[READING PASSAGE]
⁂

Drug Allergy

Prescription drugs have been through a rigorous process of testing to ensure safety, despite this, a minority of individuals will develop side-effects. Side- effects are termed “adverse drug reactions” by doctors and although the majority of adverse drug reactions are relatively minor and may even allow continuation with the drug, in some cases more severe symptoms can occur.

The majority of adverse drug reactions are predictable and affect susceptible patients e.g. gastric irritation with aspirin, or occur due to an interaction between two drugs, e.g. bleeding with warfarin when taken with some antibiotics. Adverse drug reactions account for approximately 6.5% of hospital admissions and  in up to 15% of patients prolong  the  hospital stay.

⁂

[LISTED RECORDS]

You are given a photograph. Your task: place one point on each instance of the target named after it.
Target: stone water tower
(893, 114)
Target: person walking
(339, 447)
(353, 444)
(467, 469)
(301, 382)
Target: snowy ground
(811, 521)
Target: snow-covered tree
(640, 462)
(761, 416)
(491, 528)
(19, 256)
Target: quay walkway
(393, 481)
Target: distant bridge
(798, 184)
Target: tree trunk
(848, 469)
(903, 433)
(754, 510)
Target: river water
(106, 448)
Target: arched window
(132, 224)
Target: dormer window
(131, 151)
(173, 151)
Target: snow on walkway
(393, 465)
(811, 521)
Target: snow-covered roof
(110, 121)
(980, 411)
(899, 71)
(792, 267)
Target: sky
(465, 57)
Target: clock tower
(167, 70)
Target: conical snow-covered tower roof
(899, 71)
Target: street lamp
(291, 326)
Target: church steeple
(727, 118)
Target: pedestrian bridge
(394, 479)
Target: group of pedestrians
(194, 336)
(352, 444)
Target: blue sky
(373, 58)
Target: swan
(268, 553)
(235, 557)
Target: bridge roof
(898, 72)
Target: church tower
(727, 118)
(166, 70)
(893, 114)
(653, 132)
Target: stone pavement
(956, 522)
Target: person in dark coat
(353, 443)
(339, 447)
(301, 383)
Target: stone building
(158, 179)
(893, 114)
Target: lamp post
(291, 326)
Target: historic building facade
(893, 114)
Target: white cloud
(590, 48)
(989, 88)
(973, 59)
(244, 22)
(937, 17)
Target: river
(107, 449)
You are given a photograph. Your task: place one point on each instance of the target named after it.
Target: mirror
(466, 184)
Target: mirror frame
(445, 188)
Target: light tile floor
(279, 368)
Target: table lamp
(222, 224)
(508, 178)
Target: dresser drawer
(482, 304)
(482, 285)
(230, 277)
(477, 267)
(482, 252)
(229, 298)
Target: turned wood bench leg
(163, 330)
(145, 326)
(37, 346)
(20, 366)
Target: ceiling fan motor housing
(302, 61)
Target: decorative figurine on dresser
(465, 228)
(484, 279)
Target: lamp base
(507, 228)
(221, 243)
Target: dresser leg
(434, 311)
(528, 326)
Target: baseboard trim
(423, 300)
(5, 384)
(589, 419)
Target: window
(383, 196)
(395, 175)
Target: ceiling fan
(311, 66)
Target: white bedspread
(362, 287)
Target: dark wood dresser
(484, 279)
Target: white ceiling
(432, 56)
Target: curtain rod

⁂

[WHAT THE EXERCISE ASKS] In the drug allergy passage, condense the paragraph beginning "The majority of adverse drug reactions are predictable" into a short bulleted list that keeps its main facts.

[EXERCISE OUTPUT]
- Most adverse drug reactions are predictable and either affect susceptible patients (e.g., gastric irritation with aspirin) or result from an interaction between two drugs (e.g., bleeding with warfarin taken with some antibiotics).
- They account for approximately 6.5% of hospital admissions.
- They prolong the hospital stay in up to 15% of patients.